=== Exercise 1 ===
Answer these questions from the commentary on Post's second quarter:
(a) What size of volume decline in the company's largest brands does the analyst's note cite?
(b) Behind which line extension did Post gain incremental distribution in the quarter?
(c) By how much did Post's second-quarter gross margins fall?
=== Exercise 2 ===
Duplicate word for word the stretch of the commentary on Post's second quarter from "Post reported a" through "of the year.".

Barclays Capital analyst Andrew Lazar said the company’s volumes in the second quarter “remind us that, perhaps not surprisingly, Post is still a work in progress”.

In a note to clients today, he wrote: “Seven per cent volume declines in the company’s largest brands are clearly not sustainable over the long-term.”

With the lower volumes from Post’s largest brands, Lazar said the company’s “less prominent” brands had been behind the increase in second-quarter volumes and added: “We believe incremental third party manufacturing contracts likely provided a substantial boost to volume in the quarter. We suspect investors will be a bit less enthused with this, particularly given the more volatile nature of co-manufactured sales relationships as well as a lower gross margin relative to Post’s branded offerings. And, given seasonality in the business, we would expect the contribution to be less impactful going forward.”

However, the Barclays Capital analyst said Post’s second quarter “was more about gaining incremental distribution behind the Honey Bunches of Oats Greek Yogurt line extension”, which he said could boost the company’s top line. An ad push, he said, also improved shipments of Honey Bunches of Oats. “As such, it would appear Post is carrying a bit of momentum into its fiscal 3Q, which could augur well for back -half results.”

Post reported a 3% fall in second-quarter gross margins amid lower selling prices, higher grain costs and the impact of increased co-packed sales. The company also incurred higher trade spending behind new products.

However, Lazar argued margins would be less affected by trade spending in the months ahead with Post’s “most significant innovation” occuring in the first half of the year.

He added: “While fiscal 2Q results were disappointing in an absolute sense, the good news, in our view, is that fiscal 2H results should more closely resemble fiscal 1H overall, rather than specifically the fiscal second quarter (and perhaps show a bit of improvement, all-in).”

Excerpts of bounding box data
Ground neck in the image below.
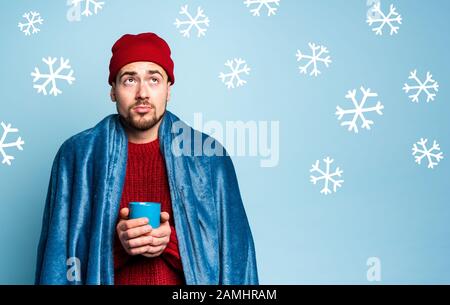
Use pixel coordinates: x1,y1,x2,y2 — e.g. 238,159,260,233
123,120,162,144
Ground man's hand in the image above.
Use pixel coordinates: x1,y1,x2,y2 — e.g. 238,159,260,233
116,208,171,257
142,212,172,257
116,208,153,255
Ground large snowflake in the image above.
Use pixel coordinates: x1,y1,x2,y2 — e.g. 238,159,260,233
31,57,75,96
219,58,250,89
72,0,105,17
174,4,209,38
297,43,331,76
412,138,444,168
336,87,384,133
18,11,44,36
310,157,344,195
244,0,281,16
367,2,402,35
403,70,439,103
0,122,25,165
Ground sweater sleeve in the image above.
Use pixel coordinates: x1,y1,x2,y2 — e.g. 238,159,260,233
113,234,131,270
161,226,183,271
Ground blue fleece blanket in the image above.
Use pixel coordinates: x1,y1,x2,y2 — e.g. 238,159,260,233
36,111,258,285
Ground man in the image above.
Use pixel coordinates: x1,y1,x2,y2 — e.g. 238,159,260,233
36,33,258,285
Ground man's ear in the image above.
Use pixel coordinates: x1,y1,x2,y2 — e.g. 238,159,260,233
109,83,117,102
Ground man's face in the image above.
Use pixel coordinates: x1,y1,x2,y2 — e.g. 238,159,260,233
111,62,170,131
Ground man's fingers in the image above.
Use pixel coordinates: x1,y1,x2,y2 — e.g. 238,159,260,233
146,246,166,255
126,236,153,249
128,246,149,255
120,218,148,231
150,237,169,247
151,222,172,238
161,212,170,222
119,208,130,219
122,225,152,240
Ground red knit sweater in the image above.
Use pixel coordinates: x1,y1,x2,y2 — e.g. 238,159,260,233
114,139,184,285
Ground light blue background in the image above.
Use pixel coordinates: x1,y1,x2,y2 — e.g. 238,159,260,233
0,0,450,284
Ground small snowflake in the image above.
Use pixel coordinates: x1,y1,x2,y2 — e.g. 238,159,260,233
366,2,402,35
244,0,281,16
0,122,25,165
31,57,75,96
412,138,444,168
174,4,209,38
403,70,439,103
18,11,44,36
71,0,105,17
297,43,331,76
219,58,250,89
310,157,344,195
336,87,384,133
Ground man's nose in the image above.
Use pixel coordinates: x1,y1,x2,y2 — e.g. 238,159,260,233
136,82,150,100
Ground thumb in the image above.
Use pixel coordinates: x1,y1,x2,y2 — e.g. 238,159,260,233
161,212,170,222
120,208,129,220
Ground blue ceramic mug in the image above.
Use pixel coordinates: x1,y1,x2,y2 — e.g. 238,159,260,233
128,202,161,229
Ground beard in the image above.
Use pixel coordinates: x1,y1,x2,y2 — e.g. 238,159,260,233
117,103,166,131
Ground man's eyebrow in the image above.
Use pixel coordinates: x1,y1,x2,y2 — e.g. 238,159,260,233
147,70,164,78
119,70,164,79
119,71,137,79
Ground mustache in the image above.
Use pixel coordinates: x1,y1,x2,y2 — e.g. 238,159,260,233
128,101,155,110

=== Written response 1 ===
(a) Seven per cent.
(b) The Honey Bunches of Oats Greek Yogurt line extension.
(c) 3%.

=== Written response 2 ===
Post reported a 3% fall in second-quarter gross margins amid lower selling prices, higher grain costs and the impact of increased co-packed sales. The company also incurred higher trade spending behind new products.

However, Lazar argued margins would be less affected by trade spending in the months ahead with Post’s “most significant innovation” occuring in the first half of the year.